Format the material below as a numbered list, leaving out blank lines, from the line that contains "Task: check that each instance of the blue t-shirt" through the line that contains "[(438, 218), (760, 296), (93, 274), (169, 254)]". Include only those lines.

- **GIVEN RECORDS**:
—————

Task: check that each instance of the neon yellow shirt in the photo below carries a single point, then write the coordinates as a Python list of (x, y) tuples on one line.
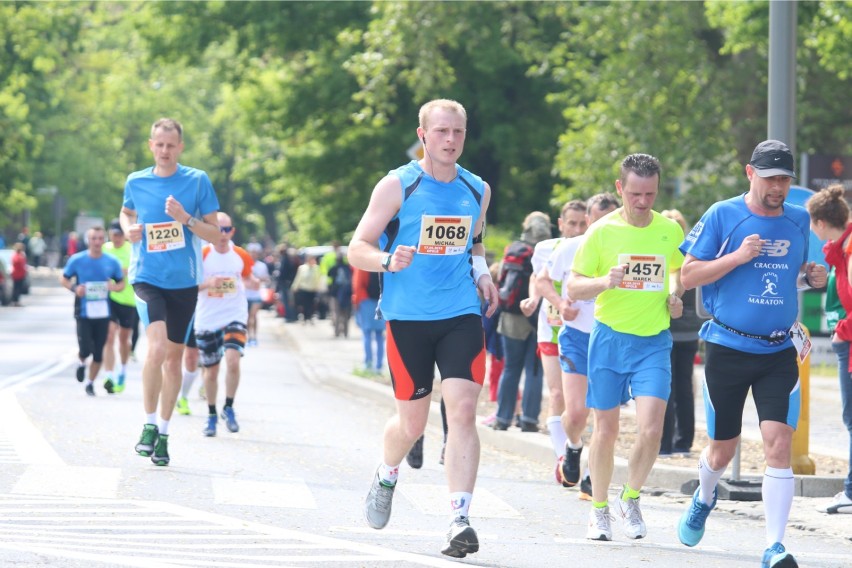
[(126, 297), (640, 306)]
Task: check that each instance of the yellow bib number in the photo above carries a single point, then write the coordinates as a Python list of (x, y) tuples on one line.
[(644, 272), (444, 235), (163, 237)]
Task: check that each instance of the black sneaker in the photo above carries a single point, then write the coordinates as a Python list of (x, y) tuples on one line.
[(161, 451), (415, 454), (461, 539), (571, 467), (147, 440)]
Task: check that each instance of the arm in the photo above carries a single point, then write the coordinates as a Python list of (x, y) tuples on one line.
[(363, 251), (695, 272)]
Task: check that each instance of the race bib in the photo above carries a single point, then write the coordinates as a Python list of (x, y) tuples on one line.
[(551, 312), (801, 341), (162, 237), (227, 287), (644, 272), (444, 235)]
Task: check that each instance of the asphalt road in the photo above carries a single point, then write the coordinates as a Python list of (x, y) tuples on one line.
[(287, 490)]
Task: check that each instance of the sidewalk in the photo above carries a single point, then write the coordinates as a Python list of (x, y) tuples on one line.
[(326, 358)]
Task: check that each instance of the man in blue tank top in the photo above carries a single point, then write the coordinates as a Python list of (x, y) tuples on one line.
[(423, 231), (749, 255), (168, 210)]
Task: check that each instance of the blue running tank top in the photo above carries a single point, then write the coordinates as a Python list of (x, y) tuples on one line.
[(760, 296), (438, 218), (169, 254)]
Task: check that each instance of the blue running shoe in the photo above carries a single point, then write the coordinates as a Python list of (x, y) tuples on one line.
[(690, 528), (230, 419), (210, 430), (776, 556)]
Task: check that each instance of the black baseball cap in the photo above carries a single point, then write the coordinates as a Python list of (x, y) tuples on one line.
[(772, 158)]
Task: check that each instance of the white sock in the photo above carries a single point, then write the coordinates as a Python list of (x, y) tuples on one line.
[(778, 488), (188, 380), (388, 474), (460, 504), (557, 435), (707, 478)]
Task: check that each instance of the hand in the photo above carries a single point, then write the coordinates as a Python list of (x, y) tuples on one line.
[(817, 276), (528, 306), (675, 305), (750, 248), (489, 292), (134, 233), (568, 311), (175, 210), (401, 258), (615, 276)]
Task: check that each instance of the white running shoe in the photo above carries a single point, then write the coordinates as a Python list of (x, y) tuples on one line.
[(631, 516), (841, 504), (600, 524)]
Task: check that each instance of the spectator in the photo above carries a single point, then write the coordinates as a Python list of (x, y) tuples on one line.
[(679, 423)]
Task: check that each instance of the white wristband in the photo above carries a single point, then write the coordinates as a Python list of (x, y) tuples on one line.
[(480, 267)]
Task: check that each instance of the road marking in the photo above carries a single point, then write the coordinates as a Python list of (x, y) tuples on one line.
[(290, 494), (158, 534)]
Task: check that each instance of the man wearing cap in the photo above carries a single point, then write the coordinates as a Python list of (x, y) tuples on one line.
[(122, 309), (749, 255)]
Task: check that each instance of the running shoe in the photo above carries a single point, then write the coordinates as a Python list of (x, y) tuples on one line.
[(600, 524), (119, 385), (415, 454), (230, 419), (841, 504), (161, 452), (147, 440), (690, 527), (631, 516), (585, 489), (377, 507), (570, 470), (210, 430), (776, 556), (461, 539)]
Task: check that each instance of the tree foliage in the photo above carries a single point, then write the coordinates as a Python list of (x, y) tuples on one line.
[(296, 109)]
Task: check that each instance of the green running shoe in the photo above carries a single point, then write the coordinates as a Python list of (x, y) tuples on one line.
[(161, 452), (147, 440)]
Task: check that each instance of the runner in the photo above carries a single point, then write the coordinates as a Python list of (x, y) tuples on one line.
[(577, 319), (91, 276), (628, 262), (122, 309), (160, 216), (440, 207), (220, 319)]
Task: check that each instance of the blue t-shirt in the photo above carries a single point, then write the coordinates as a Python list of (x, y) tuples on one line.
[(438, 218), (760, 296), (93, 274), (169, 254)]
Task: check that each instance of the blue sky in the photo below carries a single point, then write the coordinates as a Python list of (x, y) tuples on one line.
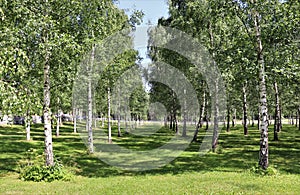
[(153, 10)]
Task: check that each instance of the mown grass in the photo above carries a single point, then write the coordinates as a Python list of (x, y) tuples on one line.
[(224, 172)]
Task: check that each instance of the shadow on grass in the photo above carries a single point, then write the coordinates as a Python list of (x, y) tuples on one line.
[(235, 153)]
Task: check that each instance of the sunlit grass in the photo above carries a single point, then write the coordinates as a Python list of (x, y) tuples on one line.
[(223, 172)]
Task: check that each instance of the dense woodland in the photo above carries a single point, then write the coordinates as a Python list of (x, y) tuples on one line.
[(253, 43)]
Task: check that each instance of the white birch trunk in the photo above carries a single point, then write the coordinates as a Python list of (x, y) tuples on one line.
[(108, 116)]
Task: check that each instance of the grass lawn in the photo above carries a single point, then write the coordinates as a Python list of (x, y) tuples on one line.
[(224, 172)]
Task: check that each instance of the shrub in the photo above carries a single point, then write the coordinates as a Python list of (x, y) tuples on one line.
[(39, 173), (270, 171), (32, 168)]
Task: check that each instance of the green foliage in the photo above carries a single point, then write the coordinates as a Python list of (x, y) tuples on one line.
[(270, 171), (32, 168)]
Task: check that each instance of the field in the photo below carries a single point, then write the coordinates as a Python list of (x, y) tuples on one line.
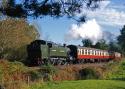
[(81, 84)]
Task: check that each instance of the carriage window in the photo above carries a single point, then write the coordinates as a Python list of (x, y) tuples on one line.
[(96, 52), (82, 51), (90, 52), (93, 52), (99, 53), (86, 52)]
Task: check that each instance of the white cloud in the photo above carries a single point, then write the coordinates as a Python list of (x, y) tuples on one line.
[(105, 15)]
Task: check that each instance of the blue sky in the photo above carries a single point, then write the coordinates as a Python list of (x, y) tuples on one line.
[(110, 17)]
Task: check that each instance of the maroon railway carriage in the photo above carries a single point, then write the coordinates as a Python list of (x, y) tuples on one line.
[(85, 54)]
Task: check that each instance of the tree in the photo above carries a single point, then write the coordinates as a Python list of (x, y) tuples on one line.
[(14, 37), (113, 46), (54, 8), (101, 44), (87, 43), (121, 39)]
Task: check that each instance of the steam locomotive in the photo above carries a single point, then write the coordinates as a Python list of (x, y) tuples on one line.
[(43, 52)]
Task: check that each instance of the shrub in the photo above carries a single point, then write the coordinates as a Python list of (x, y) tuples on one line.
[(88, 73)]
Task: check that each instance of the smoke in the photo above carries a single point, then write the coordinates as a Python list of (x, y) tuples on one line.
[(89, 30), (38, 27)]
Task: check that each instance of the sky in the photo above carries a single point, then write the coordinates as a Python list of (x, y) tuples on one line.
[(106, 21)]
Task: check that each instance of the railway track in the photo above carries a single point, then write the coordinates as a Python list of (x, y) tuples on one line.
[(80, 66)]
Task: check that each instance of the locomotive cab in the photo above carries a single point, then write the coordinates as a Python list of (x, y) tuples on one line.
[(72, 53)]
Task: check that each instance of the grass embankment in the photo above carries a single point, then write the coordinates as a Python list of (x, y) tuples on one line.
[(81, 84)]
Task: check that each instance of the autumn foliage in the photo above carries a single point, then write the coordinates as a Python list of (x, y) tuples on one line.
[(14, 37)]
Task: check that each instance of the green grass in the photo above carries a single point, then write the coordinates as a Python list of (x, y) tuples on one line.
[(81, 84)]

—————

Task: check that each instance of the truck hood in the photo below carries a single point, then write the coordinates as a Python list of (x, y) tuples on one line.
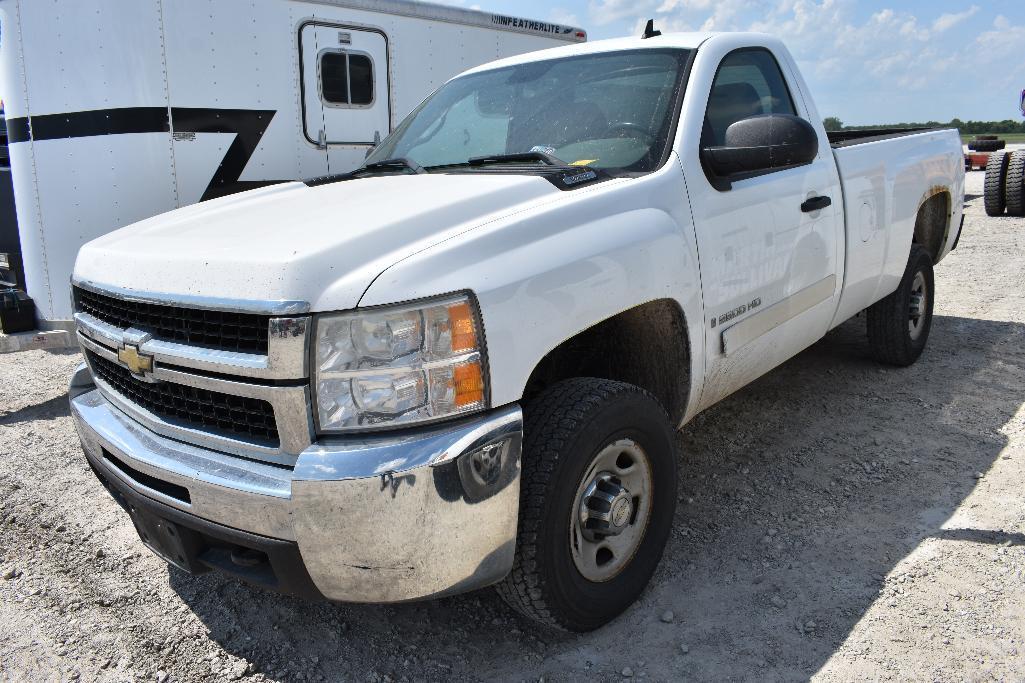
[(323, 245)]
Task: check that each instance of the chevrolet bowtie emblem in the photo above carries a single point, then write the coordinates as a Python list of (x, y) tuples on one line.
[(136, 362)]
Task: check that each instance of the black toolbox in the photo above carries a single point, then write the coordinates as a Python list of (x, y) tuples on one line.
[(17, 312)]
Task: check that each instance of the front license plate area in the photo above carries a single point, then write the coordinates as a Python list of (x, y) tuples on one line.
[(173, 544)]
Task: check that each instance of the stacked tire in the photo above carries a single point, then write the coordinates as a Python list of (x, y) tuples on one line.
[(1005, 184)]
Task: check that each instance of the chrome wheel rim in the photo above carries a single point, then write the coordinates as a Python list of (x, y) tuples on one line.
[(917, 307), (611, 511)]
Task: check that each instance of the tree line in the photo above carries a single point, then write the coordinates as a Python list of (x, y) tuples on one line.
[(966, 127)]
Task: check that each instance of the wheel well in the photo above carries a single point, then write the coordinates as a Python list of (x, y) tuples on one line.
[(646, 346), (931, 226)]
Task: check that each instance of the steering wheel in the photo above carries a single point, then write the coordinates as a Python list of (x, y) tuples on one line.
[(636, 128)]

—————

- **SOLVED EXERCISE**:
1. Task: check that each instance of the blue t-shirt in the photo above carries a single point, then write the coordinates as a Python list of (x, y) tuples on one line.
2. [(438, 218), (760, 296), (93, 274), (169, 254)]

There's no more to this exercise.